TEXT SEGMENT >>

+===+

No Quick Fix for Radios, New York Fire Dept. Says

By JIM DWYER

 


New York City's fire commissioner said yesterday that it could be several years before all the necessary equipment for reliable communications inside the city's tallest buildings is bought or found and connected.

Because the Fire Department's response to the attack on the World Trade Center was plagued with communications problems, the commissioner, Nicholas Scoppetta, said that he had made improved communications one of his most urgent priorities since he took office in January.

He said he had been stymied, however, because new radios by themselves would not solve the problems.

The firefighters also need a network of antennas and boosters, he said, and the department lacks basic information about what existing equipment it can share with the Police Department, or with internal communication systems used in many tall buildings.

"It's not radios; it's infrastructure," Mr. Scoppetta said. "We don't know yet what will be needed."

Speaking at a City Council hearing on the Fire Department's response on 9/11, the commissioner also said he expected the department to continue relying on police helicopters for high-rise operations. He said that "while it would be nice" for his department to have its own fleet, helicopters were expensive.

Other witnesses and council members offered pointed rebuttals, and in some cases, sharp criticism to the commissioner's testimony, a shift in the tone of discussion of the emergency operations from reverential to openly critical.

Vincent Dunn, a retired deputy fire chief and the author of three textbooks on firefighting, said that while many urban fire departments had resisted the use of helicopters for rescue, it was clear from the attack on the trade center that people trapped on the upper floors of a raging fire expected to have a chance to escape from the roof.

The hearing, before the Council's Committee on Fire and Criminal Justice Services, focused on the now well-known difficulties encountered by rescuers at the World Trade Center. The Police and Fire Departments barely spoke and did not coordinate their rescue plans. Few firefighters in the north tower knew that the south tower had collapsed at 9:59 a.m. or that the police were broadcasting urgent warnings that the building they were in was about to collapse. When it fell 29 minutes later, at least 121 firefighters died.

As far back as April 2001, the Council held hearings on the Fire Department radios, and many of the questions were repeated almost word for word.

"I don't think the people of New York can afford to see the F.D.N.Y. come before this committee again without the right answers on communications," said Yvette Clarke, the chairwoman of the committee.

Mr. Scoppetta said he knew that the department had been struggling with its radio problems for at least four years, and said that he had put them at the top of his list. Challenged repeatedly about why no solutions had been reached before, Mr. Scoppetta insisted that he did not want to place blame. He also said he should not be held responsible for the failures. "I don't want to have to answer for the sins of those who were there before," Mr. Scoppetta said.

+===+

SOURCE EXCERPT >>
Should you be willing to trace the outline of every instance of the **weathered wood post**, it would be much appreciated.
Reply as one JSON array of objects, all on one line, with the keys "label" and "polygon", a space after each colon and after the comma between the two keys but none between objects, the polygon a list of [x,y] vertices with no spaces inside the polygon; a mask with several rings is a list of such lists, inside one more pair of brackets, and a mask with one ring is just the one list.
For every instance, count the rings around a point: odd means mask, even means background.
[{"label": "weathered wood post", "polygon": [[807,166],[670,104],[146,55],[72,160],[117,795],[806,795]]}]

+===+

COMPLETE THE FOLLOWING >>
[1] Answer these questions using the article on Fire Department radios:
(a) In what month did Nicholas Scoppetta take office as commissioner?
(b) How many textbooks on firefighting has Vincent Dunn written?
(c) Who is the chairwoman of the committee that held the hearing?
[2] Transcribe the part of the Fire Department radio article that begins at the words "The hearing, before" and stops after the words "121 firefighters died.".
The material shown with the text has no role here.

SOLVED PROBLEMS >>
[1]
(a) January
(b) Three
(c) Yvette Clarke

[2]
The hearing, before the Council's Committee on Fire and Criminal Justice Services, focused on the now well-known difficulties encountered by rescuers at the World Trade Center. The Police and Fire Departments barely spoke and did not coordinate their rescue plans. Few firefighters in the north tower knew that the south tower had collapsed at 9:59 a.m. or that the police were broadcasting urgent warnings that the building they were in was about to collapse. When it fell 29 minutes later, at least 121 firefighters died.